§ **Instruções da tarefa**:
Por favor, identifique e copie cada linha dos registros que contém a palavra "overcast", distinguindo maiúsculas de minúsculas.

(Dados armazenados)

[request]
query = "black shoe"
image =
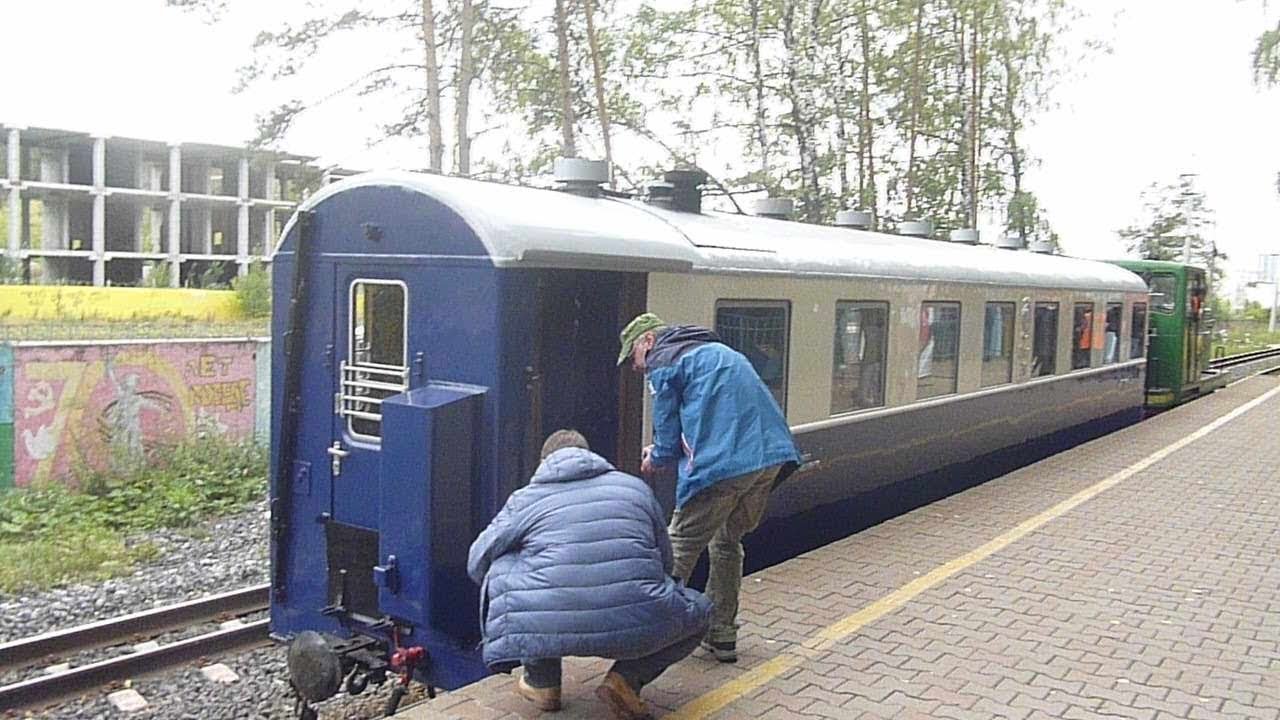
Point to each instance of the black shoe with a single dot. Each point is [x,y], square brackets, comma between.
[723,651]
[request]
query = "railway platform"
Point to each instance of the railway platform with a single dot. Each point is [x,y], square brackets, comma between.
[1136,575]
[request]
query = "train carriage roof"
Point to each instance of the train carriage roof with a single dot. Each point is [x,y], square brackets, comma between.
[534,227]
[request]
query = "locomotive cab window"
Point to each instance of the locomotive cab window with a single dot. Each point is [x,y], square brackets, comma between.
[858,364]
[997,345]
[759,329]
[1045,340]
[940,345]
[375,367]
[1164,294]
[1138,331]
[1082,336]
[1111,340]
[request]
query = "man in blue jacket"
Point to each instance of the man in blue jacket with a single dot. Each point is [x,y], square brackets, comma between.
[718,423]
[577,563]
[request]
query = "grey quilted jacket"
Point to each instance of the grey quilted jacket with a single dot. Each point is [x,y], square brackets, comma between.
[579,564]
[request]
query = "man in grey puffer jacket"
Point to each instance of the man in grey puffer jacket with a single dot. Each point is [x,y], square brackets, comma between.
[579,564]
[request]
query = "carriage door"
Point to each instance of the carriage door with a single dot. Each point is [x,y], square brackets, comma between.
[371,352]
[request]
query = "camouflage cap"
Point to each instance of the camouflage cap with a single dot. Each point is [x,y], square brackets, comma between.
[629,336]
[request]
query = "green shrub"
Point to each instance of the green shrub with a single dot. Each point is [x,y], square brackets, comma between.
[254,291]
[161,274]
[50,534]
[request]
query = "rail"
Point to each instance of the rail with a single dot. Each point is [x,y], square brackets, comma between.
[1243,359]
[53,687]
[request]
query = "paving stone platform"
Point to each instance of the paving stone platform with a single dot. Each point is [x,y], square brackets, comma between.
[1137,575]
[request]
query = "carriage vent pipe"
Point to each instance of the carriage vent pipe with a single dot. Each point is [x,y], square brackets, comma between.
[581,177]
[915,228]
[854,219]
[776,208]
[1041,245]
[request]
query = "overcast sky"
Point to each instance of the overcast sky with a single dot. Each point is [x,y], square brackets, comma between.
[1174,95]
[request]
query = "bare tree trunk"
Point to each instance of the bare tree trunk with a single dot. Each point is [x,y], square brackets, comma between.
[913,130]
[963,103]
[760,131]
[466,73]
[599,86]
[568,149]
[868,195]
[801,112]
[1015,156]
[433,89]
[974,121]
[841,131]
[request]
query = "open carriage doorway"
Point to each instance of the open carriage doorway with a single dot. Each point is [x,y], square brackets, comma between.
[575,381]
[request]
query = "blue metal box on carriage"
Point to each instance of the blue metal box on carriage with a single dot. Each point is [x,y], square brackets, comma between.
[430,331]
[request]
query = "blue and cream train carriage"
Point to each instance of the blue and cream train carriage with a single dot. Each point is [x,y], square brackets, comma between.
[432,331]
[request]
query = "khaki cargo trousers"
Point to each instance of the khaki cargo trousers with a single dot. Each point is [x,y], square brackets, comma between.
[717,519]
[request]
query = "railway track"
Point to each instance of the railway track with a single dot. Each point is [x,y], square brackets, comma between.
[128,628]
[1244,359]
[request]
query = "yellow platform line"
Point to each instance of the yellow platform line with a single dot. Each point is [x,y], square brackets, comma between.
[718,698]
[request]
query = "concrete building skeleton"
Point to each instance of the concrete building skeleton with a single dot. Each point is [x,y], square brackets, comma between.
[100,210]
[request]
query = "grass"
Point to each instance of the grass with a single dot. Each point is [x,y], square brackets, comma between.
[132,329]
[51,534]
[1247,337]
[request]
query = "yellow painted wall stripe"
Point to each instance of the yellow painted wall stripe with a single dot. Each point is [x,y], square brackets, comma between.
[74,302]
[720,697]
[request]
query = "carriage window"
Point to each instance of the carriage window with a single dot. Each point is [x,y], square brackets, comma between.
[1111,341]
[858,368]
[1082,336]
[1138,331]
[997,345]
[375,367]
[759,331]
[1045,340]
[940,345]
[1164,294]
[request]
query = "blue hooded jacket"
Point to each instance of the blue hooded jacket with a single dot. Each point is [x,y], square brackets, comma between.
[577,563]
[712,413]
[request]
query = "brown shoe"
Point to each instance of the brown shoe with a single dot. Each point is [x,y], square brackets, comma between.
[543,698]
[621,700]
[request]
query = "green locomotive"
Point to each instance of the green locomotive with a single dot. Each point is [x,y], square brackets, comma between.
[1179,332]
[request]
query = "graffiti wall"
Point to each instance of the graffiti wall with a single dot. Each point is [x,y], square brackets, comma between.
[92,405]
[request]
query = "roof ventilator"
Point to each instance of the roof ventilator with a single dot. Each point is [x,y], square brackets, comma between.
[581,177]
[1041,245]
[854,219]
[661,194]
[776,208]
[915,228]
[686,190]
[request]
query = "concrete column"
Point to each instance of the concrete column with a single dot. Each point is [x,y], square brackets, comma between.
[242,219]
[174,236]
[206,229]
[99,212]
[14,192]
[268,229]
[14,155]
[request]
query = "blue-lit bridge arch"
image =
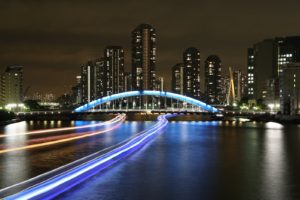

§ **Resposta completa**:
query = "overcast sky"
Point to each instance of the overcast sky with a single dot. Each point is [x,y], square brackets, comma between.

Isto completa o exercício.